Take the data and return it in full. Change nothing.

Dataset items
------------------------------
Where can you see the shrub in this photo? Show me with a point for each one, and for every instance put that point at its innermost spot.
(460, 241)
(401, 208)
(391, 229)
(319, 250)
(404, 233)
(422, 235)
------------------------------
Exercise response
Where can you see the shrub in this photo? Show me with a point for each one, and for every instance put that point at its innermost spot.
(460, 241)
(401, 208)
(391, 229)
(319, 250)
(404, 233)
(422, 235)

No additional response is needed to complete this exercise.